→ EXERCISE TASK: Exactly reproduce the lines from the line that has "Q: For each instance of the roof antenna" down to the last line of the entries, inclusive.

--- BEGIN ---

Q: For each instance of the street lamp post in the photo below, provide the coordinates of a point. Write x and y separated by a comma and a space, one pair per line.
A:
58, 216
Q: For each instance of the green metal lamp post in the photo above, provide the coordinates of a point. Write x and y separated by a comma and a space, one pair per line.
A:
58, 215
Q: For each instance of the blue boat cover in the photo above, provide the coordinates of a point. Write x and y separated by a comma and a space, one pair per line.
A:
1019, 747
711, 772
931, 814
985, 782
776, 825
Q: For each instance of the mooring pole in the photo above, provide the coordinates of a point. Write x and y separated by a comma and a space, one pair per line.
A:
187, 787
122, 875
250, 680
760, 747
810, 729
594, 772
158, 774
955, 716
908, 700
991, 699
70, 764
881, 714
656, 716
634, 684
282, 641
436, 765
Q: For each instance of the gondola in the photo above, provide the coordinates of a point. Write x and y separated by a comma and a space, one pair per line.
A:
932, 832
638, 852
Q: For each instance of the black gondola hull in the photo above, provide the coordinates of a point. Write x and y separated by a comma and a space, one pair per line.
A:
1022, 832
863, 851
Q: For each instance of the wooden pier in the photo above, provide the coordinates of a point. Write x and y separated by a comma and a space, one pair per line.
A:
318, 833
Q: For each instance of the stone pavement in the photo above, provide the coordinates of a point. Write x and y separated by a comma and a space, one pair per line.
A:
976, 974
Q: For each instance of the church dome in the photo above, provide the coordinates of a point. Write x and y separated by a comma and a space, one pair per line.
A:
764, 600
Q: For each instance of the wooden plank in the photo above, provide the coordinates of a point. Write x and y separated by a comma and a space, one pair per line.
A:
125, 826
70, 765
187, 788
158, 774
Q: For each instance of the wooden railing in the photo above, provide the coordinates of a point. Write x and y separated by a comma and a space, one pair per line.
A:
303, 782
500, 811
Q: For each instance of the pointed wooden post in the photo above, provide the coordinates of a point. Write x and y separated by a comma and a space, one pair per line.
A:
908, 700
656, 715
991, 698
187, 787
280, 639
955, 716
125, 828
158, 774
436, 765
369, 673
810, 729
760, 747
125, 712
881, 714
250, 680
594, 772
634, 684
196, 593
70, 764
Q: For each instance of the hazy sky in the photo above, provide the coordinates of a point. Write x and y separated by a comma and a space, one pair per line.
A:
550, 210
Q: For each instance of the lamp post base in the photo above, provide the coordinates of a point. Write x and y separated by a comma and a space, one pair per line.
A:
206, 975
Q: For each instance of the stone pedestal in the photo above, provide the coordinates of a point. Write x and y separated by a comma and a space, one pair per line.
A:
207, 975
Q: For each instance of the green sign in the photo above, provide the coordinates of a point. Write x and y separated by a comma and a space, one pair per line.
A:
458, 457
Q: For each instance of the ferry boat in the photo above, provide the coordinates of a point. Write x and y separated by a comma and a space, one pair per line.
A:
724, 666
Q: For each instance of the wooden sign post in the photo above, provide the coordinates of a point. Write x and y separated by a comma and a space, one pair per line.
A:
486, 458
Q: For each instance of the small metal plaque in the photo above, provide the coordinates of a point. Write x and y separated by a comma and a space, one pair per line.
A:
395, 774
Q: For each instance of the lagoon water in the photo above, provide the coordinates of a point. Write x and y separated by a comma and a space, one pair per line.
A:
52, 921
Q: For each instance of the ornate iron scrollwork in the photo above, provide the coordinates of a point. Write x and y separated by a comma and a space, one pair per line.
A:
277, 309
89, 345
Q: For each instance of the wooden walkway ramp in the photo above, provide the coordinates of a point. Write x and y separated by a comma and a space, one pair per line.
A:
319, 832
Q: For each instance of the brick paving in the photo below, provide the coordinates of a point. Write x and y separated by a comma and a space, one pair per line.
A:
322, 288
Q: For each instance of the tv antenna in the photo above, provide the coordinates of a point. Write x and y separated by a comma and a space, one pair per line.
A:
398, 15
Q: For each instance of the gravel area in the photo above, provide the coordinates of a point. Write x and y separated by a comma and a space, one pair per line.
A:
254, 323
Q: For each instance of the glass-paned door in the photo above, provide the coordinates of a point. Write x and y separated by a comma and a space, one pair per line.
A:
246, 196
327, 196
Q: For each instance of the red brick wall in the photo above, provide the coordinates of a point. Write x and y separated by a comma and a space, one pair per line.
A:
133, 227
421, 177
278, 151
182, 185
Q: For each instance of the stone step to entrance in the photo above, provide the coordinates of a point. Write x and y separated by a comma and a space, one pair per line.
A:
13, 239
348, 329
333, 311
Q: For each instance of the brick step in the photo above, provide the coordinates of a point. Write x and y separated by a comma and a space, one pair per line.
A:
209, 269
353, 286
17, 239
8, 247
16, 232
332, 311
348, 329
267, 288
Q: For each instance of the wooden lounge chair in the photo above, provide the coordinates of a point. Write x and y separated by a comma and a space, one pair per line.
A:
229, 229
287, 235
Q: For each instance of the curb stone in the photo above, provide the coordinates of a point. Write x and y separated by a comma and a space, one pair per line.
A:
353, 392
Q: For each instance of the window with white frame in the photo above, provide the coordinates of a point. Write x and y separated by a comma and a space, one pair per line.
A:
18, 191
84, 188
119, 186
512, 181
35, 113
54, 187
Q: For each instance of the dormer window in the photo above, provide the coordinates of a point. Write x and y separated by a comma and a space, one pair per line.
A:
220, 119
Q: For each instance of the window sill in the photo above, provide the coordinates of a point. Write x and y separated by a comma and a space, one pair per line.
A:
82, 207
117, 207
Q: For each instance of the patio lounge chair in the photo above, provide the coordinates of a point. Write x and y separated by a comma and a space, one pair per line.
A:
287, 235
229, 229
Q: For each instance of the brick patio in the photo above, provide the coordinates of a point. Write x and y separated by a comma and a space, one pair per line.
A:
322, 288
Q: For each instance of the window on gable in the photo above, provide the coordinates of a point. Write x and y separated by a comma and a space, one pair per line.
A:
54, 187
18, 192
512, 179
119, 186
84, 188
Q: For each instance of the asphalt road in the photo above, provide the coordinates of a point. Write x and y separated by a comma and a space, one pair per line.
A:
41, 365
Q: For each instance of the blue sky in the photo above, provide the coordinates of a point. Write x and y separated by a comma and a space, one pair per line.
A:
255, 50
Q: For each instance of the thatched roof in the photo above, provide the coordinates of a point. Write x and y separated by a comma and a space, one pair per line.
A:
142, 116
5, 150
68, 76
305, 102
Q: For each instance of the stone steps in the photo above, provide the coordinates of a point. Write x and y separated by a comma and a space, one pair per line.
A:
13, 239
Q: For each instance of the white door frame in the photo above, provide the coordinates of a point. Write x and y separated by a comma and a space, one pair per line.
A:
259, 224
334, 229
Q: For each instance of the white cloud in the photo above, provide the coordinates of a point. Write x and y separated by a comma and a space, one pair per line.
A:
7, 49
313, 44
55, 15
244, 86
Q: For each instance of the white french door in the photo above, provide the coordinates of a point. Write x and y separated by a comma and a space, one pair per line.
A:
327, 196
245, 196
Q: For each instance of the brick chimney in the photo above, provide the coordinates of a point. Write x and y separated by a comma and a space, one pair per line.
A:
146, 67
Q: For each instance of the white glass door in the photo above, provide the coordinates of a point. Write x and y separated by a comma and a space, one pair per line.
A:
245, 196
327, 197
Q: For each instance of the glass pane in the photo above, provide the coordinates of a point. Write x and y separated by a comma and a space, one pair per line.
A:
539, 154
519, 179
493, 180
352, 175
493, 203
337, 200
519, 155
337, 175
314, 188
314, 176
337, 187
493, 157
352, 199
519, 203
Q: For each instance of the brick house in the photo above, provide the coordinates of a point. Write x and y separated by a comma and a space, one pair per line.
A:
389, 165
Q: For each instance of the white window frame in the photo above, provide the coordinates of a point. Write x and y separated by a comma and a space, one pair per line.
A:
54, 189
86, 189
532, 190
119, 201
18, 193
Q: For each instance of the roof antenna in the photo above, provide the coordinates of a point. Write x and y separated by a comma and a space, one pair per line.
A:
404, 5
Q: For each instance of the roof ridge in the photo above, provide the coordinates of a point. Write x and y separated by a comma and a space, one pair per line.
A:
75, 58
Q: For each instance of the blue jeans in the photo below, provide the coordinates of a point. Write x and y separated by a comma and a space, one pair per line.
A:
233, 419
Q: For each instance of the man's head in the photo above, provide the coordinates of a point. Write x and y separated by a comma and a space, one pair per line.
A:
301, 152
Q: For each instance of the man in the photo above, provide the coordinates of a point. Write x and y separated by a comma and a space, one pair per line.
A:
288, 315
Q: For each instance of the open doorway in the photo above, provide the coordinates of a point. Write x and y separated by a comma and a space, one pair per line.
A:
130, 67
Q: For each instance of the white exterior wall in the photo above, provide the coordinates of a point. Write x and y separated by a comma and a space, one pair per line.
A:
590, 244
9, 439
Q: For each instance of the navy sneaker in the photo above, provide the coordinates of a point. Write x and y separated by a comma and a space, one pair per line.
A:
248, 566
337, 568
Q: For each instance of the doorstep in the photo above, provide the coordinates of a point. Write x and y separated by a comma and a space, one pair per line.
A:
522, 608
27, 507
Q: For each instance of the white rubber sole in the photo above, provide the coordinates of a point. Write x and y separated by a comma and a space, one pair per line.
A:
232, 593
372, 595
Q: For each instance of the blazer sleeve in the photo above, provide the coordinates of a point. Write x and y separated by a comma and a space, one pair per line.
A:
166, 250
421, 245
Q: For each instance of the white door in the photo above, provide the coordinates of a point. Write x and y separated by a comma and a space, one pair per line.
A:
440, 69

--- END ---

→ IN RESPONSE:
Q: For each instance of the roof antenna in the photo above, provide the coordinates of a point. Write x and y separated by a comma and a space, one pair per line.
A:
404, 5
Q: For each instance of the roof ridge in the photo above, provide the coordinates of a point. Write x and y separated by a comma and a space, one pair per line.
A:
75, 58
Q: For each instance of the blue jeans in the photo below, provide the coordinates of a point. Write x and y separated by a comma and a space, one pair per line.
A:
233, 419
Q: For each instance of the man's head in the photo above, provide the coordinates of a point. Write x and y separated by a comma and a space, one pair per line.
A:
301, 152
Q: For each instance of the man in the photo above, provide the coordinates of a point. Write x and y separated by a comma and a space, one pair per line.
A:
288, 315
Q: For each instance of the open doorway in the photo above, provide the coordinates of a point. Write x and y separated by a comma and a space, one pair per line.
A:
130, 67
Q: For each instance of the white exterior wall in the photo above, provide the coordinates of a point. Write x and y separated by a comma and a space, one pair per line.
A:
590, 244
9, 439
Q: For each instance of the navy sneaker in the photo above, provide the coordinates of a point. Write x and y separated by a comma and a space, one pair per line.
A:
248, 566
337, 568
Q: For each instance of the doorstep in the photo above, provide the coordinates of a point. Write x and y separated by a comma and a space, one pair per line.
A:
522, 608
27, 507
Q: For each instance of the white rubber sole in the photo above, provide the coordinates of a point. Write x and y separated by a comma and a space, one pair per line.
A:
232, 593
372, 595
Q: For each instance of the blazer sleeve in the photo above, provide the coordinates of a point. Write x and y separated by a comma and a space, one pair per line.
A:
166, 250
421, 245
Q: For each instance of the white door in the photo above, provide the coordinates of a point. Write x and y separated by a comma and a space, one pair per line.
A:
440, 69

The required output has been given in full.